-- PASSAGE CHOISI --
Port du voile : pas d’interdiction pour atteinte à l’image commerciale en l’absence de clause de neutralité
Dans un arrêt du 14 avril 2021, la Cour de cassation rappelle qu’en l’absence de clause de neutralité dans le règlement intérieur, l’interdiction faite à une salariée de porter un foulard islamique, caractérise une discrimination directement fondée sur les convictions religieuses. Elle ajoute, conformément à sa ligne jurisprudentielle, que l’attente des clients sur l’apparence physique des vendeuses d’un commerce de vêtements ne saurait constituer une exigence professionnelle essentielle et déterminante permettant de justifier cette interdiction.
La Cour de cassation a déjà reconnu, dans un arrêt de 2017, la possibilité d’insérer dans le règlement intérieur une clause de neutralité, c’est-à-dire une clause générale permettant d’interdire le port de signes religieux, politique ou philosophique dès lors que le salarié est en contact avec la clientèle. Il faut toutefois noter que si le règlement intérieur ne contient pas une telle clause, cette interdiction ne sera possible que s’il existe « une exigence professionnelle essentielle et déterminante ».
La Cour de cassation rappelle ces règles dans un arrêt du 14 avril 2021 et précise que l’atteinte à l’image de l’entreprise (argument utilisé par l’employeur) ne justifie pas une exigence professionnelle essentielle et déterminante. Le licenciement d’une salariée en raison de son refus de retirer son voile lorsqu’elle est en contact avec les clients est de ce fait considéré comme discriminatoire, et donc nul, en l’absence de clause de neutralité.
En l’espèce, une vendeuse d’une enseigne d’habillement est venue travailler en portant un foulard dissimulant ses cheveux, ses oreilles et son cou. Après avoir refusé de le retirer, elle a été licenciée pour cause réelle et sérieuse. La salariée a saisi le Conseil des Prud’hommes pour discrimination en raison de ses convictions religieuses. Elle obtient la nullité de son licenciement en appel. L’employeur se pourvoit en cassation en cherchant à démontrer l’existence d’une « exigence professionnelle essentielle et déterminante » en se fondant notamment sur :
– « la nature de l’emploi de vendeuse de la salariée, car cet emploi impliquait un contact direct avec la clientèle » ;
– « l’image de marque » de l’entreprise « et son choix de positionnement commercial, destiné à exprimer la féminité de sa clientèle sans dissimuler son corps et ses cheveux, au moyen de magasins conçus pour mettre en valeur les produits de l’entreprise » ;
– le « caractère spontané, ostentatoire et permanent des modalités d’expression [des] convictions religieuses retenues » par la salariée, compte tenu de la « durée pendant laquelle [elle] avait elle-même exercé ses fonctions sans porter de foulard ».
L’employeur a également précisé qu’il existait une politique de neutralité, même si celle-ci ne provenait pas formellement d’une clause figurant dans le règlement intérieur.

-- DONNÉES RECUEILLIES --
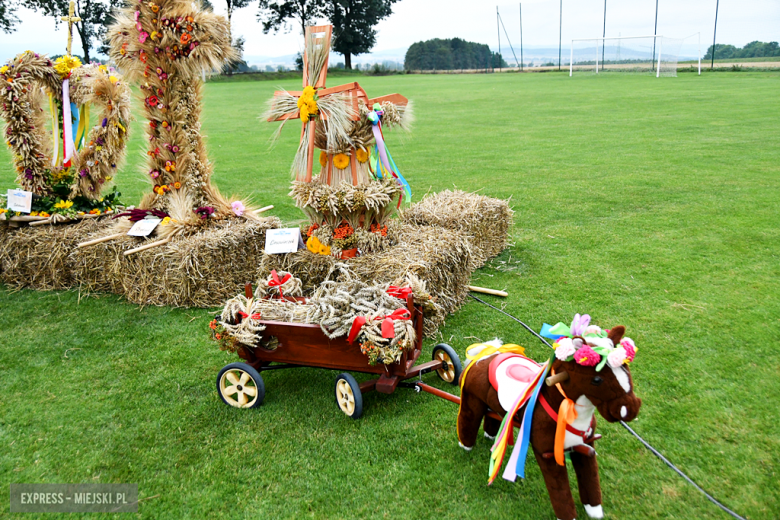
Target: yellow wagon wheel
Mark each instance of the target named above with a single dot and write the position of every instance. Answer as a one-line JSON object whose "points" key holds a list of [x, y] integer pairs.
{"points": [[451, 367], [349, 398], [239, 385]]}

-- À FAIRE --
Recopiez l'article sur le port du voile de « L’employeur a également » à « le règlement intérieur. ». Ces données viennent d'une autre source.

-- RÉPONSE --
L’employeur a également précisé qu’il existait une politique de neutralité, même si celle-ci ne provenait pas formellement d’une clause figurant dans le règlement intérieur.